## [EXCERPTED TEXT]
The flood waters covered the earth for 150 days.

On the seventeenth day of the month, the ark came to rest upon the mountains of Ararat, and in the tenth month, on the first day of the month, the tops of the mountains were seen. In the six hundred and first year, in the first month, the first day of the month of Noah's life, the face of the Earth was dry. And in the second month, on the twenty-seventh day of the month, the earth was dry, and God instructed Noah to leave the ark.

After the flood, Noah sacrificed from the pure animals and God promised to never again destroy the Earth as a whole with flood waters, since man is born with an evil inclination from youth and God commits himself to maintaining the rules of nature. God gave Noah this covenant, whereby people were given dominance over all animals and were now permitted to eat meat for the first time but not with its life still in it, and instructed to spread over the earth, but under a new law: that if a man spill another man's blood, his own blood must be spilt. God uses the rainbow in the clouds to seal and remind future generations of this everlasting covenant.

Europe

Greek

Greek mythology knows two floods, ending two Ages of Man: the Ogygian Deluge ended the Silver Age, and the flood of Deucalion ended the First Brazen Age.

The Ogygian flood is so called because it occurred in the time of Ogyges, founder and king of Thebes. It covered the whole world and was so devastating that the country remained without kings until the reign of Cecrops. [2]

The Deucalion legend as told by Apollodorus in The Library has some similarity to Noah's flood: Prometheus advised his son Deucalion to build a chest. All other men perished except for a few who escaped to high mountains. The mountains in Thessaly were parted, and all the world beyond the Isthmus and Peloponnese was overwhelmed. Deucalion and his wife Pyrrha, after floating in the chest for nine days and nights, landed on Parnassus. An older version of the story told by Hellanicus has Deucalion's "ark" landing on Mount Othrys in Thessaly. Another account has him landing on a peak, probably Phouka, in Argolis, later called Nemea. When the rains ceased, he sacrificed to Zeus. Then, at the bidding of Zeus, he threw stones behind him, and they became men, and the stones which Pyrrha threw became women. Appollodorus gives this as an aitiology for Greek laos "people" as derived from laos "stone". The Megarians told that Megarus, son of Zeus, escaped Deucalion's flood by swimming to the top of Mount Gerania, guided by the cries of Cranes.

There has been speculation that a large tsunami in the Mediterranian Sea caused by the Thera eruption dated ca. 1630-1600 BC geologically, but to ca. 1500 BC archaeologically, was the historical basis for folklore that evolved into the Deucalion myth.

Plato's Timaeus (22) refers to the "great deluge of all" and Critias (111-112) refers to the "great destruction of Deucalion." In addition, the texts report that "many great deluges have taken place during the nine thousand years" since Athens and Atlantis were preeminent.

Germanic

In Norse mythology, Bergelmir was a son of Thrudgelmir. He and his wife were the only frost giants to survive the deluge of Bergelmir's grandfather's (Ymir) blood, when Odin and his brothers (Vili and Ve) butchered him. They crawled into a hollow tree trunk and survived, then founded a new race of frost giants.

## [DATA]
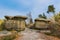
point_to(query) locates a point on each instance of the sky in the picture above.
(23, 7)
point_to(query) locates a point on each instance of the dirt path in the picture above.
(33, 35)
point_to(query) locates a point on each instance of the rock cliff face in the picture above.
(34, 35)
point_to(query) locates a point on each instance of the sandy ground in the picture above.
(33, 35)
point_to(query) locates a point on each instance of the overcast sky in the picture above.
(23, 7)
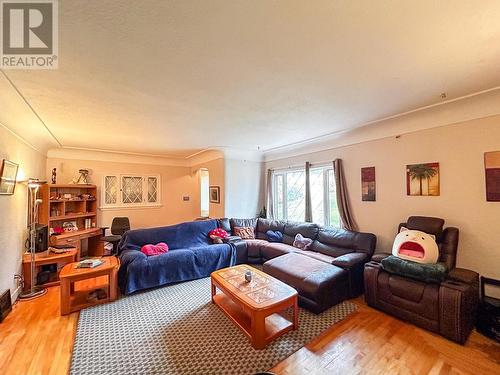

## [WHAT IS REQUIRED]
In the excerpted text on flood myths, where did Bergelmir and his wife take shelter to survive the deluge?

## [TASK RESULT]
They crawled into a hollow tree trunk.